Reproduce only the records from the line containing "Practice. Annotate every instance of the horse bridle" through the end of the records, both ends included, with requests and their format samples unchanged. In each answer point, multiply the x and y coordinates by 2.1 and round to whole numbers, halves up.

___ Provided material ___

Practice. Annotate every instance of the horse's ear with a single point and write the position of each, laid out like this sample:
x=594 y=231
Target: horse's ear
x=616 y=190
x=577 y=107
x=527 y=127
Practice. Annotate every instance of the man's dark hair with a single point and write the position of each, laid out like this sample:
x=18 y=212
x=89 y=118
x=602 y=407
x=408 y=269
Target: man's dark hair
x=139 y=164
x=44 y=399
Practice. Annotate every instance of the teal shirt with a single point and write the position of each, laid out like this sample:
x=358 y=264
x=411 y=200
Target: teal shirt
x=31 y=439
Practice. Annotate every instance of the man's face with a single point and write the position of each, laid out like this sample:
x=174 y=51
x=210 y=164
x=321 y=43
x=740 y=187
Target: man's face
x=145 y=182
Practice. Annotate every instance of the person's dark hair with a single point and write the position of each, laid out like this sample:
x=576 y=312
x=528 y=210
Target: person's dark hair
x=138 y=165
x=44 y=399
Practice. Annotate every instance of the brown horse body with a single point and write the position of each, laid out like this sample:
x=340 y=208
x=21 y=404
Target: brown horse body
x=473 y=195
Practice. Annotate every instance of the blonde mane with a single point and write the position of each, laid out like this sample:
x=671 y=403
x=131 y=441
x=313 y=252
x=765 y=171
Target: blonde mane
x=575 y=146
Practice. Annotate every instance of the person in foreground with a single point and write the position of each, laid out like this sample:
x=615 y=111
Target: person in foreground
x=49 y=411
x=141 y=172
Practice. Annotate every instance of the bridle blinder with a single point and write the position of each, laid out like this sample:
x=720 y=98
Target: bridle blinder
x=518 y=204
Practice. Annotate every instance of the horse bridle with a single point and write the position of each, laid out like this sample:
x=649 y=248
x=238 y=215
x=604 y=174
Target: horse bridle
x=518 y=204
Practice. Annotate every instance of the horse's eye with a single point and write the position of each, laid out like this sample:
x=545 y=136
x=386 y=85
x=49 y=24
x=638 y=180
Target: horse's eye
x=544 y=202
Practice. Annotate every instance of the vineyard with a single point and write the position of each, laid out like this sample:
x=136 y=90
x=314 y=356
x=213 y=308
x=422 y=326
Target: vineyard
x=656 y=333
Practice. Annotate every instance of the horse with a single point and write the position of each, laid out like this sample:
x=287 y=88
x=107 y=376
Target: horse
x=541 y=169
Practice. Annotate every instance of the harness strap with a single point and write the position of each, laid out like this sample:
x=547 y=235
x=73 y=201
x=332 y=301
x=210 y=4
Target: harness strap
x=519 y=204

___

Full response:
Practice. Annotate every instance of the horse bridle with a single point and write the position of each, laid out like this sample:
x=649 y=248
x=238 y=215
x=604 y=174
Target: horse bridle
x=1088 y=428
Practice. Annotate every instance of the horse's eye with a single point and write the position of each, laid out like this sample:
x=545 y=136
x=386 y=85
x=49 y=24
x=638 y=180
Target: horse's eye
x=1142 y=424
Practice. Annotate every instance of the vineyard with a single point and write the position of each, laid out like this sample:
x=136 y=90
x=314 y=356
x=213 y=308
x=422 y=326
Target: vineyard
x=1378 y=699
Practice. Annotate every instance of the horse with a single point and write the position of each, laid out like this sample:
x=287 y=88
x=107 y=376
Target: horse
x=1136 y=355
Practice. Annotate every instance of the harness strap with a single point and write the position of each, laid out like this sample:
x=547 y=235
x=73 y=201
x=332 y=301
x=210 y=4
Target: harness strap
x=1090 y=428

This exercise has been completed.